**Yapılacak Çalışma**
Türkiye'de hukukun yanlılığını ele alan yazıyı, son cümlesinden sonra gelecek biçimde sürdürün.

**Verilen Metin**
▬▬▬▬▬▬

Türkiye “çete cumhuriyeti” değildir

Hukuk’un tariflerinden biri de “düşünceler arasında barışı sağlayan teknik”tir.

Fakat gelin görün ki, Türkiye’de hukuk sadece “bağımlı” değil, aynı zamanda “yanlı” ve “ideolojiktir”. Bu nedenle de, Türkiye’de hukuk “düşünceler arasında barışı sağlayan teknik” olmaktan daha çok, resmi ideolojiyi savunan bir “alet” konumuna indirgenmiştir.

Onun içindir ki, dünyanın hiçbir tarafında görülmeyecek olan “brifing savcıları”, bu ülkede mebzul miktarda bulunur. Bu ülkede, her kavram gibi hukuk kavramı da “özelleştirilmiştir”. Bize özgü “laiklik”, bize özgü “demokrasi”, bize özgü “cumhuriyet”in, elbette bize özgü bir “hukuku” da olacaktır ve bunda şaşılacak bir şey de yoktur.

208 sene hapis istemiyle yargılanan bir “kiralık tetikçi”nin, işini cezaevi ortamında da sürdürmek için “kiralık itirafçı”lığa başlamasında bir anormallik yok. Bu, özellikle, “çete sektörünün” hatırı sayılır bir piyasa bulduğu Türkiye gibi ülkelerde, sıradan bir “iş” bile sayılabilir.

Aynı şey, “çetelerin işverenleri” için de geçerlidir. Bir “çete arzı” varsa, bunun nedeni onu besleyen bir “çete talebinin” olmasındandır elbet. Çete işverenleri giderler, “iş”lerini çetelere gördürürler; verirler parayı ya da vaadi, canını yakmak istedikleri kimselere “çamur attırırlar”. Kendilerini yarı-tanrı zanneden kimileri, bu yöntemle istediklerini indirirler, istediklerini bindirirler.

Daha kısa denecek bir zaman önce bunun en tipik örneğini yaşamadık mı? Şemdin Sakık adlı PKK’lının ifadesinin altına “persona non grata”lar dizilip tehditle basına verilerek birtakım gazeteciler işinden edilmedi mi?

▬▬▬▬▬▬

**Veri Kümesi İçeriği**
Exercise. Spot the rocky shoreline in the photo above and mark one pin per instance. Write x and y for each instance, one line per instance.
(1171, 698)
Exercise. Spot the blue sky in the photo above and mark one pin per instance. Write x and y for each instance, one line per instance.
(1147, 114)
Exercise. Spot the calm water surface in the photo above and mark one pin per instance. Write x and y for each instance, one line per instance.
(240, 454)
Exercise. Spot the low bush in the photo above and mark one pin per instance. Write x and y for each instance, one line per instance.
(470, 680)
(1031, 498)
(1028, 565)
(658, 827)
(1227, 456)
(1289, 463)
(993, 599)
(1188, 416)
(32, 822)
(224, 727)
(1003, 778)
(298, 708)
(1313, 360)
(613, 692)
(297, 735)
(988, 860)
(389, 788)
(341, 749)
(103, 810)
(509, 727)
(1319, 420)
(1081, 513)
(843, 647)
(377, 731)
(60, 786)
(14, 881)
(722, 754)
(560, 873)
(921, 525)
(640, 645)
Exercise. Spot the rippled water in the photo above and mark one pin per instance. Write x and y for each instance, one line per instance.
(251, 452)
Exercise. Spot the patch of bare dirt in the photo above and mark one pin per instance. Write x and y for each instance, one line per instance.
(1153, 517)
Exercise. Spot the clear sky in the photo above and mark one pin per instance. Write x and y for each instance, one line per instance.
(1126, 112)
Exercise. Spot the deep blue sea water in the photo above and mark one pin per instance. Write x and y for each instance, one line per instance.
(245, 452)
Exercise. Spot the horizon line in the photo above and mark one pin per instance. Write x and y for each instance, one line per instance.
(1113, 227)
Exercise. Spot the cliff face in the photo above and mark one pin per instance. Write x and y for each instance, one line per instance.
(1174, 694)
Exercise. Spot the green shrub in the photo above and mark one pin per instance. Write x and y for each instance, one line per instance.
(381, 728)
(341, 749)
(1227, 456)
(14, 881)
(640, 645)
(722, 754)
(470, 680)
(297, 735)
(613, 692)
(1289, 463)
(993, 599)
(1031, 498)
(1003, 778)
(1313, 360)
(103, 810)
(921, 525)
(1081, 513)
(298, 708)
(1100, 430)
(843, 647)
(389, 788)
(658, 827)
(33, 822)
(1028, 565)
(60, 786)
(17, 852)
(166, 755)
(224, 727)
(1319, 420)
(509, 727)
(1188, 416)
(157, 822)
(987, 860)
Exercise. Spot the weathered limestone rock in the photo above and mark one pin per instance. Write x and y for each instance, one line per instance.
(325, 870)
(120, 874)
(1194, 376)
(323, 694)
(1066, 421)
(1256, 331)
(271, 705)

▬▬▬▬▬▬

**Görev Yanıtı**
Aslında, Akit’in ikisi de yıllardır gazetecilik yapan iki Hasan’ının başına gelen, Ali Bayramoğlu, Cengiz Çandar, M. Ali Birand gibi gazetecilerin başına gelenden farklı değil. Fakat nedense derin devlet “mavi kanlı” muhaliflerine göstermediği şiddet ve celadeti “yeşil kanlı” muhaliflerine göstermekte bir beis görmüyor.

Hapishanede işsiz kalan “kiralık katillerin”, kendilerine iş bulmak için “kiralık itirafçılığa” başlamaları, muhaliflerini mertçe sindiremeyince çeteleri devreye sokan çetecilerin onlara “iş vermesini” garip karşılamayız da; böylesi bir oyunda figüran olarak kullanılan “hukuk”u ve “hukuk adamları”nı anlamakta zorlanırız.

Zorlanırız, çünkü bu ülkede avucuna üç-beş bin dolar kıstırınca değil “çamur atacak”, “kurşun atacak” adamın bile haddi hesabı yoktur. Son operasyon, bize İttihat ve Terakki’nin muhalif basını susturma yöntemini hatırlatıyor.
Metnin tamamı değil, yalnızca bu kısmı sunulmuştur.